Description of the task:
Leave out the images and repeat the listing below without a single change.

[Point annotation dataset records]
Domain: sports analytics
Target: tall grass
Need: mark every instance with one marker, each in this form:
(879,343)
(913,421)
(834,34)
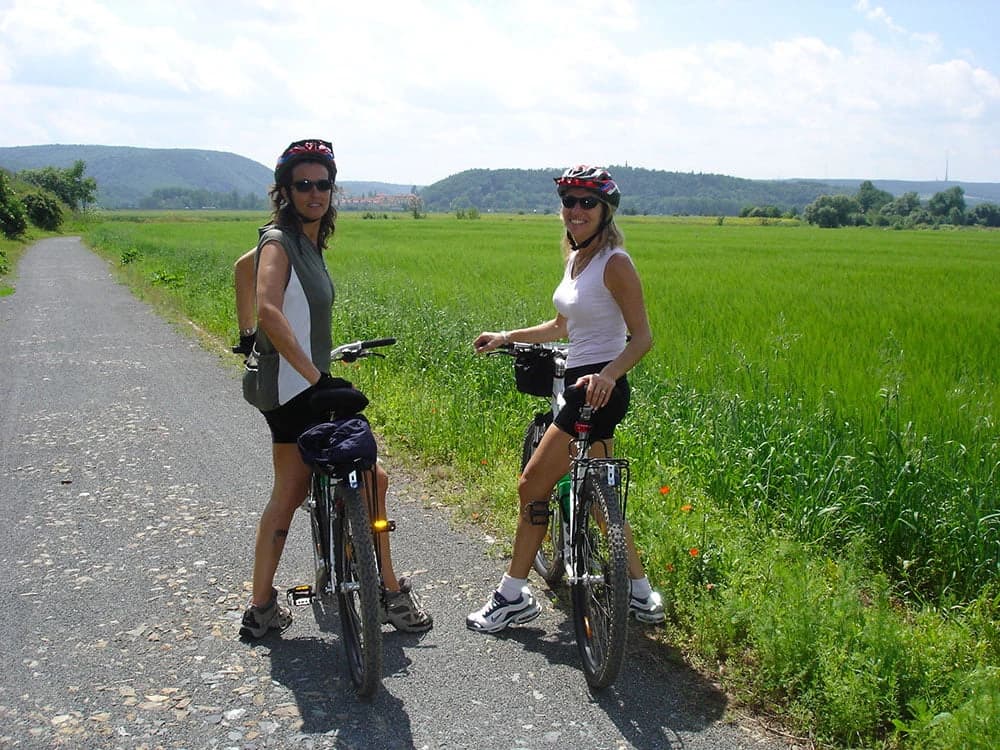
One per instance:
(814,435)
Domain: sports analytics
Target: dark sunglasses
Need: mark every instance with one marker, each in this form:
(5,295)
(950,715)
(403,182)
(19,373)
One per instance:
(587,202)
(304,186)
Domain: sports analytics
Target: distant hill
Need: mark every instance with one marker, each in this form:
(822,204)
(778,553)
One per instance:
(126,176)
(975,192)
(647,191)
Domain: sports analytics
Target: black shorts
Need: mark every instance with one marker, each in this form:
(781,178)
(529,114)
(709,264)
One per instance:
(602,427)
(292,418)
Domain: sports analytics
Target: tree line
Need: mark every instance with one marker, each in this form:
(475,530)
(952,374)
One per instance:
(873,207)
(41,196)
(180,198)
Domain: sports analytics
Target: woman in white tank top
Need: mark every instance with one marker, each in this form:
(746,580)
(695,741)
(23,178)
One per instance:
(600,309)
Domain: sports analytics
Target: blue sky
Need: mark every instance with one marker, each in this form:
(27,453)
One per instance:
(413,91)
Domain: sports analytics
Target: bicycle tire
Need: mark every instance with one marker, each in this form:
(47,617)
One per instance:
(358,591)
(322,536)
(600,588)
(548,562)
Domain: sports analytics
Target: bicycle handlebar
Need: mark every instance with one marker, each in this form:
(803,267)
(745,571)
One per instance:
(359,349)
(514,348)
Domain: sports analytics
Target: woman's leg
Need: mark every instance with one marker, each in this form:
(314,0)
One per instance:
(547,464)
(291,484)
(381,489)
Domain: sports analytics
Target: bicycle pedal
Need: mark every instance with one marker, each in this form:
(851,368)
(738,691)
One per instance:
(388,524)
(300,596)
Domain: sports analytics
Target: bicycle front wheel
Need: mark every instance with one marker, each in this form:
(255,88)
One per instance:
(600,584)
(321,526)
(358,592)
(548,562)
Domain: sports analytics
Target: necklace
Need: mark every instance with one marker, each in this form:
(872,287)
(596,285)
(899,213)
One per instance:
(580,262)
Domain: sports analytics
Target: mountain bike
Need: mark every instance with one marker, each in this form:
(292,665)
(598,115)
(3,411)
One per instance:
(345,523)
(585,538)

Written response:
Domain: sports analytics
Target: tall grass
Need: mark every instance with one marker, each in this form:
(879,343)
(913,421)
(834,34)
One per instance:
(814,435)
Domain: sports analytics
Target: dark sunglasses
Need: mark every instance with one marker, each in this form:
(5,295)
(950,715)
(403,182)
(19,373)
One per instance:
(587,202)
(304,186)
Domain: sports analytics
Target: distant hill
Need: mark every instance with one marker, each in this form:
(822,204)
(778,553)
One per instance:
(126,176)
(975,192)
(647,191)
Domain: sports analytics
Target: black shorts
Need: mark every instance with one marker, each in this form:
(781,178)
(529,114)
(709,264)
One per instance:
(602,427)
(292,418)
Domain: sports analytics
Target: tree line
Need: mark every instance with one marker, each in this form:
(475,530)
(952,374)
One per instance:
(873,207)
(41,196)
(180,198)
Domain: sports analytics
Target: woman in white tank top
Need: mark every instance with one marker, each in this form:
(746,580)
(695,741)
(23,178)
One per instance:
(600,309)
Domain: sports analytics
Target: blue sky
Need: mark every instance with one marker, each in this form:
(27,453)
One per instance:
(413,91)
Domain: sports analytics
Target: bicycle tire
Need: mark every instance with one marker, each in this form:
(47,617)
One per instance:
(358,591)
(322,536)
(600,588)
(548,562)
Domain: sports analytics
Target: bicycle handlebar
Need: mark every instance with one marker, each in this form:
(803,267)
(745,571)
One per instance:
(359,349)
(514,348)
Domain: sports analytics
Target: woman's leg
Need: mark every instance with one marker, each in this form:
(314,0)
One per instance:
(547,464)
(291,484)
(381,489)
Domain: sports analytics
Target: bicycle pedal
Need: mark every instance with one marker, each in this form:
(851,368)
(738,691)
One per instance:
(388,524)
(300,596)
Domain: sports analytics
Target: bicycle front wheel
Need: mark every instance with one marker, each in this form:
(255,88)
One per instance:
(600,584)
(321,526)
(358,592)
(548,562)
Domain: sports analytics
Target: necklace
Need: mark every instance with one marker, each in this form:
(872,287)
(596,285)
(899,213)
One per instance:
(580,262)
Domain: sports analytics
Target: mountain bike
Need: mark every instance with one marker, each in this form:
(292,665)
(598,115)
(3,411)
One per instance:
(345,523)
(585,538)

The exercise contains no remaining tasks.